GIVEN TASK: Count the lines in the listing below that contain the string "plaid", matching case exactly. Reply with the number only.

(Dataset rows)
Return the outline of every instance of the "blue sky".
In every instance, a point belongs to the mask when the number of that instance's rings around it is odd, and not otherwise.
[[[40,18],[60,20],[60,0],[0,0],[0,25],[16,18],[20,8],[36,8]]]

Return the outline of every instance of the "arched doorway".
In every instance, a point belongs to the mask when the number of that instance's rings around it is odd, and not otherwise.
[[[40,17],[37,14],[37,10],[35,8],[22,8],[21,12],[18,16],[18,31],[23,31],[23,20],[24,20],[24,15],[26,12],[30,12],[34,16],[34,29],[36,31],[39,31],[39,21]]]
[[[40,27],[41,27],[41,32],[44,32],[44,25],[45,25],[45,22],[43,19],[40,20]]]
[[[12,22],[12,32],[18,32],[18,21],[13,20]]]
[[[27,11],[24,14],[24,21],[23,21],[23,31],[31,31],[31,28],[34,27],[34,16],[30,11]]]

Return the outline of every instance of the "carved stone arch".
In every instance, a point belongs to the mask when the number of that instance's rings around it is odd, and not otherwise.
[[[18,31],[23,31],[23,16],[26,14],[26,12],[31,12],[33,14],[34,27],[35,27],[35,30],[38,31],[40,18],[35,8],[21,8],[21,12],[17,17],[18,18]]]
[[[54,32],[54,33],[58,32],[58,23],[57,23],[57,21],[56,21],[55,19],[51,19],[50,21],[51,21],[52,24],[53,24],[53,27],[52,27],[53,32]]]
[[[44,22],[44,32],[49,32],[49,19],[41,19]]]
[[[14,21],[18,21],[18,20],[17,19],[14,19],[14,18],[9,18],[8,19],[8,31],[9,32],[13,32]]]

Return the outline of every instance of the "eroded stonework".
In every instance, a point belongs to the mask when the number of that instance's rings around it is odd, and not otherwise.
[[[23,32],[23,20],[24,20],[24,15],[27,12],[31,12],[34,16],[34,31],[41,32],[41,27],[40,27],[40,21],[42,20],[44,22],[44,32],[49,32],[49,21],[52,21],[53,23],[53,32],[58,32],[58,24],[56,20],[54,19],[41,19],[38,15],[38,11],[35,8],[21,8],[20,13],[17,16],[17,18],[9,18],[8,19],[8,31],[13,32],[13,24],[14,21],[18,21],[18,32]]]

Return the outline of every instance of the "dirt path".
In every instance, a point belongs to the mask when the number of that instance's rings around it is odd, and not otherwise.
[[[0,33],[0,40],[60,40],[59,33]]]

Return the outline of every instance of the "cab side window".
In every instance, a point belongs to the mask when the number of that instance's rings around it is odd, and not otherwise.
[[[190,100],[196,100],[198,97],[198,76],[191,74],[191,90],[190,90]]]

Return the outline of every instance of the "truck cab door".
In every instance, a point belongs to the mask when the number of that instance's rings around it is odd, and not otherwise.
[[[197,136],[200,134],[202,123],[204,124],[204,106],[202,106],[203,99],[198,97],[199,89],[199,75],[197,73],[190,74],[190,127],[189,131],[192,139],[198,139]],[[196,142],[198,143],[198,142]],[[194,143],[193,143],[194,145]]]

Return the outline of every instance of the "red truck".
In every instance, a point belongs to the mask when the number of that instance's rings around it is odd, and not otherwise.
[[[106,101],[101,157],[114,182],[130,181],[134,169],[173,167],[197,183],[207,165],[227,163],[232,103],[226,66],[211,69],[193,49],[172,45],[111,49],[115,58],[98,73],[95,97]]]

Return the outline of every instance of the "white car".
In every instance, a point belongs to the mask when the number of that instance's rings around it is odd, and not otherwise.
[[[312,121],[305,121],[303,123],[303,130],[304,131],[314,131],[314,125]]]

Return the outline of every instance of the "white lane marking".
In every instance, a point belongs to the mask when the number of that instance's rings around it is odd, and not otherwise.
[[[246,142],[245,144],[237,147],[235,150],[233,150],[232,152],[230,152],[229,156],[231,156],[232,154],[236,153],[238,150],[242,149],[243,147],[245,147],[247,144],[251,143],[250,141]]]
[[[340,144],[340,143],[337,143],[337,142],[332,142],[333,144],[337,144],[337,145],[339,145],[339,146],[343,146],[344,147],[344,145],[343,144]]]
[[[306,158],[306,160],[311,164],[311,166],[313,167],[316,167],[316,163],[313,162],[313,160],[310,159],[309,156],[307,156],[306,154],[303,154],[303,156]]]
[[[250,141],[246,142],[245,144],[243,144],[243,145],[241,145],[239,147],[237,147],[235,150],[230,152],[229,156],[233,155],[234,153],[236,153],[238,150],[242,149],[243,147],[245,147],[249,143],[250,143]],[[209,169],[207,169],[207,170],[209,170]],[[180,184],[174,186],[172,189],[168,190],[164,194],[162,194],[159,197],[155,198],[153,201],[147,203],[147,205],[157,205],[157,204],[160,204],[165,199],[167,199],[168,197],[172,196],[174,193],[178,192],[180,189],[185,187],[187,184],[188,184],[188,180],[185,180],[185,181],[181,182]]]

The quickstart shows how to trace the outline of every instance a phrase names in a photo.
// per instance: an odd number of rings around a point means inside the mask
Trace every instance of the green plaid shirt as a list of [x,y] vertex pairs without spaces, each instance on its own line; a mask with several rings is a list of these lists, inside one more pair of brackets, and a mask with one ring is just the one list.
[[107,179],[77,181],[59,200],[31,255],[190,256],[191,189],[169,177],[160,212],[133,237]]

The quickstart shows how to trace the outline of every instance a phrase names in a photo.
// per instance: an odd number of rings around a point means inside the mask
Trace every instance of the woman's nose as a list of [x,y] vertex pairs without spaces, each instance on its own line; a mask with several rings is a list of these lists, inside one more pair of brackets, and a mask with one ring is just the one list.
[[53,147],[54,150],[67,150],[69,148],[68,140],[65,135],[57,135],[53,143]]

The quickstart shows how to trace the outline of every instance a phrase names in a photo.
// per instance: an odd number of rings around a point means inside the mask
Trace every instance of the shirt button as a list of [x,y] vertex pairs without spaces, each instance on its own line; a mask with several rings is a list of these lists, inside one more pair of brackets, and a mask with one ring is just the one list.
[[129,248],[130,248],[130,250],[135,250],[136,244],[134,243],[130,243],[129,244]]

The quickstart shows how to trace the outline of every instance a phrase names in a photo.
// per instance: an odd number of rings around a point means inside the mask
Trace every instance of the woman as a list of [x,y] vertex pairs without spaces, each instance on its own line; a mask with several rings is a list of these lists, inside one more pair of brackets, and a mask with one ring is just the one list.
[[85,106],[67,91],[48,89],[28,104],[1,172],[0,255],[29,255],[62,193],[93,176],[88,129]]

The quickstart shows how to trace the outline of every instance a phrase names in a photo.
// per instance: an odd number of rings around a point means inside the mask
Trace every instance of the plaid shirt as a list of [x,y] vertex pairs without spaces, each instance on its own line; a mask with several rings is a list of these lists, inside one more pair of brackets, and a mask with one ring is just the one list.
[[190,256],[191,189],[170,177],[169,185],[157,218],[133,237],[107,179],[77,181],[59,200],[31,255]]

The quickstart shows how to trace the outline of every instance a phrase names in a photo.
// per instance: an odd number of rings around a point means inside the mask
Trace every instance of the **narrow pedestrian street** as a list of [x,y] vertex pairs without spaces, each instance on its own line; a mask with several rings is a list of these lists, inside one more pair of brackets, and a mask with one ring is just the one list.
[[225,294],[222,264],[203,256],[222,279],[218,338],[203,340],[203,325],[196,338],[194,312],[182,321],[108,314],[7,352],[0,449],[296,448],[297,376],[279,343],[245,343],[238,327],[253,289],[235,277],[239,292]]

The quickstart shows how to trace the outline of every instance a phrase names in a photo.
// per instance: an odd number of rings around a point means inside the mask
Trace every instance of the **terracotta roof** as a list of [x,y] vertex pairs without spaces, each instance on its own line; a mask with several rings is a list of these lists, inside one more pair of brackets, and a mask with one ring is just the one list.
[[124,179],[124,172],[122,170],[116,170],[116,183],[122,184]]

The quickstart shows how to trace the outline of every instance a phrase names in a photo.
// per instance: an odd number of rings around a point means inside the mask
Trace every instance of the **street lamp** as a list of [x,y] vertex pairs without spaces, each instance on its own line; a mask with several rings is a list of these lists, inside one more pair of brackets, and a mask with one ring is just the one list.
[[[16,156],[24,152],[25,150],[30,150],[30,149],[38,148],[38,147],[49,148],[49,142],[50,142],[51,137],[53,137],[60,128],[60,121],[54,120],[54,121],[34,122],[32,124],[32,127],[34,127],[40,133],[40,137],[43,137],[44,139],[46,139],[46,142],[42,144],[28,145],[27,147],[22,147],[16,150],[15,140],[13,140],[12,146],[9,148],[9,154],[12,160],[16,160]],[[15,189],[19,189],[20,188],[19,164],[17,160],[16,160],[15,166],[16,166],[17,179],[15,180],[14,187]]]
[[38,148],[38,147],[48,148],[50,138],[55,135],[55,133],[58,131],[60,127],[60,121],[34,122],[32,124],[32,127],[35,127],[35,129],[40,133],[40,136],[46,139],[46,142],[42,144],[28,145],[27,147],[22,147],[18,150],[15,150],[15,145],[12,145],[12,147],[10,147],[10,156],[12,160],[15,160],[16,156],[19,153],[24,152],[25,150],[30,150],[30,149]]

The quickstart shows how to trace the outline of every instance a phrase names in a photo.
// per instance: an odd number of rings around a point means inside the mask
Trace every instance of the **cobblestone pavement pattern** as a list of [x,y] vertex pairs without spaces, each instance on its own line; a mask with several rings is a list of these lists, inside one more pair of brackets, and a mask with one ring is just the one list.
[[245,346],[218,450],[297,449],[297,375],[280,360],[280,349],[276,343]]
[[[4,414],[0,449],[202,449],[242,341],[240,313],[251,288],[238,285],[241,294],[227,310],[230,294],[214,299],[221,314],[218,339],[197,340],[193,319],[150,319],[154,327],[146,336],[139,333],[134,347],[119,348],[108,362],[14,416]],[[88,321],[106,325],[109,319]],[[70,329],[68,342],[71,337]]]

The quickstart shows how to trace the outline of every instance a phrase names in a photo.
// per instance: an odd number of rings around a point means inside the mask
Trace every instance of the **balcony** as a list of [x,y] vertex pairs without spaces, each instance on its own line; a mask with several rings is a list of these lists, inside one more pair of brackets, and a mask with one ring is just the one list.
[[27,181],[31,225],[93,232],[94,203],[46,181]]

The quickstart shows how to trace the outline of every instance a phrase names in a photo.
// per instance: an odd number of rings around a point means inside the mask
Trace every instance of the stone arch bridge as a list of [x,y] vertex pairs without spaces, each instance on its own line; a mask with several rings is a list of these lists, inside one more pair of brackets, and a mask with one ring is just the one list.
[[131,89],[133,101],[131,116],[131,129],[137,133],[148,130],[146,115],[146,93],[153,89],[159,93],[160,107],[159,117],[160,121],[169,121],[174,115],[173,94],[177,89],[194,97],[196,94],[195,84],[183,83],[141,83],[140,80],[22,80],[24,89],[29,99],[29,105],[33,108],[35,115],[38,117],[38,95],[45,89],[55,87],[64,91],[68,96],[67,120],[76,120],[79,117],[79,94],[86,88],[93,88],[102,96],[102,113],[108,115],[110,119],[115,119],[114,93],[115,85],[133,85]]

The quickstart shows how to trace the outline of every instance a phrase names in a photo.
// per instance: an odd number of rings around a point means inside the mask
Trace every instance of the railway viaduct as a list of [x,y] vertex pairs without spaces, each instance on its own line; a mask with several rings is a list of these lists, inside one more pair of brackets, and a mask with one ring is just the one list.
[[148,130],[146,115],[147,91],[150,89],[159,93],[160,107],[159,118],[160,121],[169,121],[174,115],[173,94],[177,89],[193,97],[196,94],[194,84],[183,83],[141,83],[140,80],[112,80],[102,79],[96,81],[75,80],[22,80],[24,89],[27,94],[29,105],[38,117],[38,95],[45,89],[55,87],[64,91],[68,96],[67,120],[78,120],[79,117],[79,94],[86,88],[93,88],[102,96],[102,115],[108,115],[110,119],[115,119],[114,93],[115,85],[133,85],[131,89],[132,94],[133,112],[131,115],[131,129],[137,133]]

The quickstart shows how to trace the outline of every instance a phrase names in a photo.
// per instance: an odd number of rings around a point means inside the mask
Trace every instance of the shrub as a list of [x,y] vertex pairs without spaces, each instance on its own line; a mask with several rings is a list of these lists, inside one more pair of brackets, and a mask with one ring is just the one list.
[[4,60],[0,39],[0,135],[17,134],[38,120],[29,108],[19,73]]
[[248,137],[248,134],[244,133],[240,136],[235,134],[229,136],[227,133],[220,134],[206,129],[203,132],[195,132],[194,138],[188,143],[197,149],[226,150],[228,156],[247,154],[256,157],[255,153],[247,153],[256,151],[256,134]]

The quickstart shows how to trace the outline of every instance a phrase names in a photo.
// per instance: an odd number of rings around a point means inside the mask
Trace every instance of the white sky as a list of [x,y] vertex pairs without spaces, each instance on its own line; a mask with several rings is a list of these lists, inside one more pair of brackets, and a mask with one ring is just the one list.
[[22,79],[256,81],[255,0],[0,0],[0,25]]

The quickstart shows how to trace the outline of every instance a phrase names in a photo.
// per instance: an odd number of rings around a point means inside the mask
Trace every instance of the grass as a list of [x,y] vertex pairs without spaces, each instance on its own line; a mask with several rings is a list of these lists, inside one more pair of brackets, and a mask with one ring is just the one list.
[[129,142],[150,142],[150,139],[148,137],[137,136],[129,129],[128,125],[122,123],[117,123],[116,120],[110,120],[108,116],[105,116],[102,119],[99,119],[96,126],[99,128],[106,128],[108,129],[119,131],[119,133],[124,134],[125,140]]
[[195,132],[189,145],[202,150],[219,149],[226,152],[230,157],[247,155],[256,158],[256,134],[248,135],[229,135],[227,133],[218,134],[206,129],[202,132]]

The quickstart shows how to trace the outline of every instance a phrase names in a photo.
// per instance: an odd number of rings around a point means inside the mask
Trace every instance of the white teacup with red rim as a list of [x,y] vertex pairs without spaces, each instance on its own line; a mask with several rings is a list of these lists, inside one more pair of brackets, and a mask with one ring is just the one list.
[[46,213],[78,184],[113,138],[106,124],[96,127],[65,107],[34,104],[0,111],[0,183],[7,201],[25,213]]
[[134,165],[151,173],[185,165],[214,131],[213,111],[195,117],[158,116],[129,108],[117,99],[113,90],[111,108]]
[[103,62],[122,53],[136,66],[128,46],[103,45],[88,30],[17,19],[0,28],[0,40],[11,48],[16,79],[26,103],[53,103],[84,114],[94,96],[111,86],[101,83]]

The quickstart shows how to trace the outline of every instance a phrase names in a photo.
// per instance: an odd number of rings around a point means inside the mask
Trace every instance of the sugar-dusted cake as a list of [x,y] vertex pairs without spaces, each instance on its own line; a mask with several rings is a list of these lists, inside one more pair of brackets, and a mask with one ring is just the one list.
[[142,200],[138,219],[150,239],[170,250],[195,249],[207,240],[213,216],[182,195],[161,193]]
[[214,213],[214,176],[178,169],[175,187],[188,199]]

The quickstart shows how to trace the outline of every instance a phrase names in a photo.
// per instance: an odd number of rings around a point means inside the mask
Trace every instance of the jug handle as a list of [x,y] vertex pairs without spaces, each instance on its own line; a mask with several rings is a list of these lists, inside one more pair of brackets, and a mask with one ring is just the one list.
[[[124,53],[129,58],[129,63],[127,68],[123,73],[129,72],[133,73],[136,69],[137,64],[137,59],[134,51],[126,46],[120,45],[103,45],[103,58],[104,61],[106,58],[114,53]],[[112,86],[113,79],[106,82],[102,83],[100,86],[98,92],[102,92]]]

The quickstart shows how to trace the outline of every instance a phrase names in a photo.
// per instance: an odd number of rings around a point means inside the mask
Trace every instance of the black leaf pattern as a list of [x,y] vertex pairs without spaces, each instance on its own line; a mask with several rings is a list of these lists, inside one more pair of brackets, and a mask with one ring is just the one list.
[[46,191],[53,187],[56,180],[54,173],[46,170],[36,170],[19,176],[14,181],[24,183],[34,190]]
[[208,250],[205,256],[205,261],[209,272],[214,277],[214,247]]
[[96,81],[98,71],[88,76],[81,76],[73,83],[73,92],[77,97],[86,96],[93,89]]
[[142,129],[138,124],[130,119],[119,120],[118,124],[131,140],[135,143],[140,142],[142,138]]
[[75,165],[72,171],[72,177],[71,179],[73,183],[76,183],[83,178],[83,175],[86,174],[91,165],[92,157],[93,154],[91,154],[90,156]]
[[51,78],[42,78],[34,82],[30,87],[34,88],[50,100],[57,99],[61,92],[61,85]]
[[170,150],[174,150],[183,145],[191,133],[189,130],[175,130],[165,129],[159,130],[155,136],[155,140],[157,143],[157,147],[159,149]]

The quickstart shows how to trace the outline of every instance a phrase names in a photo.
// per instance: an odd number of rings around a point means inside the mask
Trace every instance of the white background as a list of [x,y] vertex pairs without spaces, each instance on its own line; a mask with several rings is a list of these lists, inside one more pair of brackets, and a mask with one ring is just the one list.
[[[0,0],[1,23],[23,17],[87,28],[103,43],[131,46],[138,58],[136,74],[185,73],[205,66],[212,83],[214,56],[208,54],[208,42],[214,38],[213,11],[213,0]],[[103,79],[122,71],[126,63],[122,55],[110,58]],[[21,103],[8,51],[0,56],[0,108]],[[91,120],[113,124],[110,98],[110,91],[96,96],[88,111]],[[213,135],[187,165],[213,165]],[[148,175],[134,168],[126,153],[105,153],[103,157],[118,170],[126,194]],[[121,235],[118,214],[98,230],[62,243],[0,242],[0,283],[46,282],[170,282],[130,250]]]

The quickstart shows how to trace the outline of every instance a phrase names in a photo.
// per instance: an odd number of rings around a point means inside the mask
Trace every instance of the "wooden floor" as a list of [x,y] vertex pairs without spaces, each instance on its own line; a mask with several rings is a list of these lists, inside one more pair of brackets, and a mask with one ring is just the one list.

FINISHED ANSWER: 2